**RECORDS FOR THE TASK**.
++++++++++++++++++++

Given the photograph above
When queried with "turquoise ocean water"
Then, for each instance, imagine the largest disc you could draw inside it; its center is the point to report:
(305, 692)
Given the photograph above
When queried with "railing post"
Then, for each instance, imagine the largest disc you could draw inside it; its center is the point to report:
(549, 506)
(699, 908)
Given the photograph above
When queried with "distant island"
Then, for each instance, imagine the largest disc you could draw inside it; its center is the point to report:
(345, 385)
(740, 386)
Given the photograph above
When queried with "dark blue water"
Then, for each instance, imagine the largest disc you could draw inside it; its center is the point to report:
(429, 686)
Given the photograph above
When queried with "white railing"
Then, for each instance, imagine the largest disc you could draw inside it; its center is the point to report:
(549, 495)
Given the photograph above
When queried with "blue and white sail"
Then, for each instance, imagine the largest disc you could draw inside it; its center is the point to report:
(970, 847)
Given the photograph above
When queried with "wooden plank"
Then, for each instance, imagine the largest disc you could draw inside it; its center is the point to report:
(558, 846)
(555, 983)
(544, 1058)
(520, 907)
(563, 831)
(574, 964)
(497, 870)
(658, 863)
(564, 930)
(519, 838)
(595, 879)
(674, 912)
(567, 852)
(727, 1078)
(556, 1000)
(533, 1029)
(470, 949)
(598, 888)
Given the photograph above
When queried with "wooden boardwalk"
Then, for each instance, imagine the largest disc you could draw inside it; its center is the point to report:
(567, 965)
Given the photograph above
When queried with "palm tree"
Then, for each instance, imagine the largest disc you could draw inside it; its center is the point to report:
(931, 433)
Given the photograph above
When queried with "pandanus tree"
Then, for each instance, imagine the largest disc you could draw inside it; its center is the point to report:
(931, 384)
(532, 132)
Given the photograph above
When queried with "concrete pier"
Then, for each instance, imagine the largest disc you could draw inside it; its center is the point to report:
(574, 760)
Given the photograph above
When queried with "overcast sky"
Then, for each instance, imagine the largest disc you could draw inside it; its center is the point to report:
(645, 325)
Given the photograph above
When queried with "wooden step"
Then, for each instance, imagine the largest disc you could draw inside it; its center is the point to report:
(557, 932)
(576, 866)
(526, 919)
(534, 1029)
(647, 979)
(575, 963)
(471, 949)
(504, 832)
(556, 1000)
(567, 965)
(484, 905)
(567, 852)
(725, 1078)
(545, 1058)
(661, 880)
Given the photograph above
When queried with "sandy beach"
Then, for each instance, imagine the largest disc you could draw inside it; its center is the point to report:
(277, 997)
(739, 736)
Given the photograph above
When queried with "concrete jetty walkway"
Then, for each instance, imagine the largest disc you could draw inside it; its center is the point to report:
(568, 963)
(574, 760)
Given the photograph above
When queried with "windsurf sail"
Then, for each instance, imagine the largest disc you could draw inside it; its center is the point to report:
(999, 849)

++++++++++++++++++++

**PROBLEM TO WORK ON**. Please restate the data word for word, every record included.

**RESPONSE**.
Given the photograph above
When queried with "turquoise ocean water"
Then, for each instance, imagine the largest disc you could draw inside it; its center is the point to report:
(305, 692)
Given the photograph above
When queried with "railing post"
Then, for each instance, imagine the largest disc you could draw inside it; its center is the point to report:
(549, 506)
(699, 908)
Given the photograph above
When queried with "distant island"
Then, for each instance, imagine the largest disc you could draw inside it; its center is the point to report:
(345, 385)
(740, 386)
Given the photograph above
When queried with "dark blue water"
Then, for each instance, imagine the largest disc you could draw inside it; its center is the point to report:
(429, 686)
Given the photograph above
When queried with "white railing"
Then, for each instance, imagine the largest disc you could draw inside it; its center is the point to report:
(549, 495)
Given the photograph above
When queried with "blue and white sail"
Then, for each instance, imagine the largest disc you could draw inside it; its center is the point to report:
(970, 847)
Given the photograph above
When queried with "wooden plank"
Then, for each instance, imagine the largest disc you could draw inside it; its center is the point to report:
(558, 846)
(555, 983)
(544, 1058)
(520, 907)
(563, 831)
(574, 964)
(497, 870)
(658, 863)
(564, 930)
(519, 838)
(595, 879)
(674, 912)
(567, 852)
(727, 1078)
(556, 1000)
(533, 1029)
(470, 949)
(598, 888)
Given the photograph above
When queried with "wooden boardwalk"
Then, for each instance, imagine the largest disc you could draw inside it; its center is the point to report:
(567, 965)
Given the photograph above
When queried with "palm tree"
Then, for each instance, imagine the largest disc you could draw inside it; its center is the point to report:
(931, 433)
Given the photograph above
When queried with "pandanus tree"
Then, for each instance, imagine the largest disc you could draw inside it; its center is the point to report:
(931, 384)
(532, 132)
Given the photograph above
When queried with "concrete pier"
Then, for each instance, imagine the largest disc you could draw inside it; its center is the point to report:
(574, 760)
Given the photograph above
When queried with "overcast sky"
Then, for each instance, imagine the largest disc you could draw inside it; its center is the point to report:
(645, 325)
Given the photograph above
When queried with "wooden step"
Then, for each instance, imagine the largest disc you could draw inside it; its center is the point to report:
(557, 932)
(576, 866)
(526, 919)
(534, 1029)
(647, 979)
(575, 963)
(471, 949)
(504, 832)
(556, 1000)
(567, 965)
(484, 905)
(567, 852)
(725, 1078)
(545, 1058)
(661, 880)
Given the photograph above
When queried with "sandy beach"
Then, for each instance, imagine the largest disc you could draw inside it; its center is the point to report:
(277, 997)
(739, 736)
Given the photograph above
When queried with "concrete jetty walkway"
Then, for each instance, imagine the largest disc you could draw inside it; its center is the point to report:
(568, 963)
(574, 760)
Given the photograph above
When queried with "windsurf sail"
Then, for each instance, imagine the largest disc you could draw inside it; its center is the point to report:
(999, 849)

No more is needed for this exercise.